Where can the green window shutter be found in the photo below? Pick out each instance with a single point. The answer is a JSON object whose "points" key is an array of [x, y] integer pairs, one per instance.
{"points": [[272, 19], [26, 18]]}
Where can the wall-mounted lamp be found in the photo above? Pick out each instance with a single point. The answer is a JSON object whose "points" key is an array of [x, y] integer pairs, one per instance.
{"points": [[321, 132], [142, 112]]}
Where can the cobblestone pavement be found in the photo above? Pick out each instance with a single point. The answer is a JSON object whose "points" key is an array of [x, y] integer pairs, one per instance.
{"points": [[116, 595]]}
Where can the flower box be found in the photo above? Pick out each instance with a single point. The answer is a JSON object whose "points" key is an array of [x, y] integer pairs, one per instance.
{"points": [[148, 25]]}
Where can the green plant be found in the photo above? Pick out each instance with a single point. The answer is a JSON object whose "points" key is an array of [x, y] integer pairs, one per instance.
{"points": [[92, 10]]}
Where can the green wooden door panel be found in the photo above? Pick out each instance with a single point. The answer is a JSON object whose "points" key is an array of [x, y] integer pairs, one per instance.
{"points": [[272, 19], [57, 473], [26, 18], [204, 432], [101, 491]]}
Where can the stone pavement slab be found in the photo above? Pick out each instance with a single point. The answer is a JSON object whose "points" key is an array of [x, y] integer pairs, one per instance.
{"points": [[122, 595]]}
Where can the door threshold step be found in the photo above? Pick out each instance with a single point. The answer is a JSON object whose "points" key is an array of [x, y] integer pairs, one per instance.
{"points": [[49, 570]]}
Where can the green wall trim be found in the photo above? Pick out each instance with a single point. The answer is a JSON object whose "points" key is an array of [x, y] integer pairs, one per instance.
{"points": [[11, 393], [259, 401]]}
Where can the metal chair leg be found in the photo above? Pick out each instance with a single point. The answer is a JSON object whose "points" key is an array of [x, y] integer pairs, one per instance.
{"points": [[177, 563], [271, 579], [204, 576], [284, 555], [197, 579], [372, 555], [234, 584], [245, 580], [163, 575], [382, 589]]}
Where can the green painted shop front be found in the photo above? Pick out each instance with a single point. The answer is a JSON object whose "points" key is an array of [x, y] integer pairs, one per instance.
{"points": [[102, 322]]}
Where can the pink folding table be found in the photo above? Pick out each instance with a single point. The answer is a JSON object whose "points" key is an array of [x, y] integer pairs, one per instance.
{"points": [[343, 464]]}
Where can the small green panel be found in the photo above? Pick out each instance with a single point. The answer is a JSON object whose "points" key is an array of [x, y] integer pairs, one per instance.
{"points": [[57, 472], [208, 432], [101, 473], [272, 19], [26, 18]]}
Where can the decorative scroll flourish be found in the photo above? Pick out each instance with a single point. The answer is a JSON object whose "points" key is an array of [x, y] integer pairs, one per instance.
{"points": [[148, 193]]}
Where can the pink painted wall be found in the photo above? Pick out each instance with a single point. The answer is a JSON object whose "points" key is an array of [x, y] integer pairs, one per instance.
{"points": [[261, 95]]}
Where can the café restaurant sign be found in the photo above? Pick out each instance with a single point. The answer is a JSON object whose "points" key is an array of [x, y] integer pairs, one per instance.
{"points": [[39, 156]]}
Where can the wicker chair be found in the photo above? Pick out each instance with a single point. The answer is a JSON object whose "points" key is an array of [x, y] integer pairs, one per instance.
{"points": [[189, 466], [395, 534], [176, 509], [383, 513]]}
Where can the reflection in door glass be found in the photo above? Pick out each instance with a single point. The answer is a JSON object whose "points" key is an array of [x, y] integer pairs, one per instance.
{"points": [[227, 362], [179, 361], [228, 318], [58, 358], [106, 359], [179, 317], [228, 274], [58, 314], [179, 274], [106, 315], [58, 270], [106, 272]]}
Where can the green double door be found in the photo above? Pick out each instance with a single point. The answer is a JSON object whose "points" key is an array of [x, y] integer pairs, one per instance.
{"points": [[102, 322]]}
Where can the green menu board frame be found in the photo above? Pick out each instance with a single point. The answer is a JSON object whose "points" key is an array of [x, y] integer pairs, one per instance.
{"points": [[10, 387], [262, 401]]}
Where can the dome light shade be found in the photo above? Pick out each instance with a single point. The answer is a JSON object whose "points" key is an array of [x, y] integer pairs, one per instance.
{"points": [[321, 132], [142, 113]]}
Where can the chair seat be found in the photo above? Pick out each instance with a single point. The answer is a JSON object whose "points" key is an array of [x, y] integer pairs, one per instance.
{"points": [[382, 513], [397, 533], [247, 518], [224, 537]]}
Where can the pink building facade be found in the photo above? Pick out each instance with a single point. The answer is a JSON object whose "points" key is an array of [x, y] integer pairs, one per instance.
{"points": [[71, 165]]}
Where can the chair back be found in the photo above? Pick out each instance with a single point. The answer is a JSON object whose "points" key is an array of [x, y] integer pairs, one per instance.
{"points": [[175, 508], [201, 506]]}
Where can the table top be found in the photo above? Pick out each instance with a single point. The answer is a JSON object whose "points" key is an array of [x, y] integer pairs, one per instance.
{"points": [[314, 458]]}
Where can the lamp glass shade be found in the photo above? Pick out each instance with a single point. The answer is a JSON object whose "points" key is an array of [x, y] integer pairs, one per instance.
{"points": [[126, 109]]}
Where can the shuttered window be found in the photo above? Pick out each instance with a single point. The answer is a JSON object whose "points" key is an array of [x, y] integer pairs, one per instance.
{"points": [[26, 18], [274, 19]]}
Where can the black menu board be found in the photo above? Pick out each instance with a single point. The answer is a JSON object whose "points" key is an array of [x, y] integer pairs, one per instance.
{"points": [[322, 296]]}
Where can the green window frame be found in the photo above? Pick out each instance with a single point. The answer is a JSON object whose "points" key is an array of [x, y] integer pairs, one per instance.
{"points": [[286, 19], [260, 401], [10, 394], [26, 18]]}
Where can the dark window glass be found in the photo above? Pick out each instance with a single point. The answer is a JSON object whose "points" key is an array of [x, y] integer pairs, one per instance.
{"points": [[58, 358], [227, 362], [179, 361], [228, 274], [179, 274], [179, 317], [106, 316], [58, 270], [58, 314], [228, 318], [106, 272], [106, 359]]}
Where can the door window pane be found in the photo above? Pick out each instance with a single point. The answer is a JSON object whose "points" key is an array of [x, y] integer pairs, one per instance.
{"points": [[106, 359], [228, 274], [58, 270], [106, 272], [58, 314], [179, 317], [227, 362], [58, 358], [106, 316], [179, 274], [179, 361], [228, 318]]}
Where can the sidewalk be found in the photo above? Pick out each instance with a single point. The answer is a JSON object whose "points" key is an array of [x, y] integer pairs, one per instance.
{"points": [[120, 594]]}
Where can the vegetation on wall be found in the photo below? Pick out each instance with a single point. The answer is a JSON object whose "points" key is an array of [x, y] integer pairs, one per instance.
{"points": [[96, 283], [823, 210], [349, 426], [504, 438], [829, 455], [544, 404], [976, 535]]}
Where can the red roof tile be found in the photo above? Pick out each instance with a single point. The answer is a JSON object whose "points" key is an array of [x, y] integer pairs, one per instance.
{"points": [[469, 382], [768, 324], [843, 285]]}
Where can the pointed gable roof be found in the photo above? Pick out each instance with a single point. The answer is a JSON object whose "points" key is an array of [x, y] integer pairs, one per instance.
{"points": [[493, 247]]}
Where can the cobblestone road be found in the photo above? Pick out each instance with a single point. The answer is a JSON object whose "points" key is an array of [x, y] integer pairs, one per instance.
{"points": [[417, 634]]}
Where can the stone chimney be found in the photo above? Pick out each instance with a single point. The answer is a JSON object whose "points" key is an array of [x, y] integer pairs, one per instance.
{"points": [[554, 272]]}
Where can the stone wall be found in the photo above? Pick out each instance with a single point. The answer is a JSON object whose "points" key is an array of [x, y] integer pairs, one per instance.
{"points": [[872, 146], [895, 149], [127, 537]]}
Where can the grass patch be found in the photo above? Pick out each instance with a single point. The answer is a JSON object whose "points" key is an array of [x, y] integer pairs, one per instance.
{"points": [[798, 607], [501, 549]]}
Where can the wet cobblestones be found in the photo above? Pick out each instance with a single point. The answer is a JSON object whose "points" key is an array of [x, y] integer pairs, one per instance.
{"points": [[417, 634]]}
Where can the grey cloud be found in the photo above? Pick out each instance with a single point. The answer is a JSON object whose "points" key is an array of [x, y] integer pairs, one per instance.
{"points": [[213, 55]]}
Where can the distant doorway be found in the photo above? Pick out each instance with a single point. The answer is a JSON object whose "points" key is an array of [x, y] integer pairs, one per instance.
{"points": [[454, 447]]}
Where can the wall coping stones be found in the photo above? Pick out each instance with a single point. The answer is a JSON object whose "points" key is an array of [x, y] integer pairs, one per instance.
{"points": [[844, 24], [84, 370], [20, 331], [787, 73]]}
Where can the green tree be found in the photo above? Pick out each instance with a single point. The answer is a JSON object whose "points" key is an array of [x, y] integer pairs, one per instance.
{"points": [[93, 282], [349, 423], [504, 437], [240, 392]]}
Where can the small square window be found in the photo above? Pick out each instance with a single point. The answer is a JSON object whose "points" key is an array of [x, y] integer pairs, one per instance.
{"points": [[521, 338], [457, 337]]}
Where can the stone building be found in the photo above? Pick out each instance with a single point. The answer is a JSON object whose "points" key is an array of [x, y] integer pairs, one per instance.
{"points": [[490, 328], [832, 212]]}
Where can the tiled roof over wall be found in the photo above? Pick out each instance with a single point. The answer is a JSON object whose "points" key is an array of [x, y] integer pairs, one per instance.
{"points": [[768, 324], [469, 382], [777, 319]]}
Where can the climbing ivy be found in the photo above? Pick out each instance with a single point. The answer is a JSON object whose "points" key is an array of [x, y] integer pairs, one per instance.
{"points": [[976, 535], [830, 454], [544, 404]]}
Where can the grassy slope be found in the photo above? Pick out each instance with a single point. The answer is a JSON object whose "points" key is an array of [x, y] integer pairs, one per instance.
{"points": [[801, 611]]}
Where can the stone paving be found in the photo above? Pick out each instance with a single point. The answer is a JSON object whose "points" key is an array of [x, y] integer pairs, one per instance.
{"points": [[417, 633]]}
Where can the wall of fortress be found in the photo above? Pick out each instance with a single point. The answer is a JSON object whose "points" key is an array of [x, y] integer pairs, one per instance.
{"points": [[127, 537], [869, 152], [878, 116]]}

··········

# AIM OF THE TASK
No line before the one containing "Where can the stone paving" belongs in the answer; give again exactly that line and all lines after it through the end of the data.

# OUTPUT FOR THIS TASK
Where can the stone paving be found in the photo above? Pick out each instance with a single point. The answer is a JSON object whose "points" key is an array of [x, y] integer pairs, one per instance.
{"points": [[417, 633]]}
Where can the wall of fortress be found in the photo above? Pick out each instance with a single point. The answer is a JSON object whose "points" key is an array of [x, y] integer pairs, one per instance.
{"points": [[127, 537], [869, 152], [878, 116]]}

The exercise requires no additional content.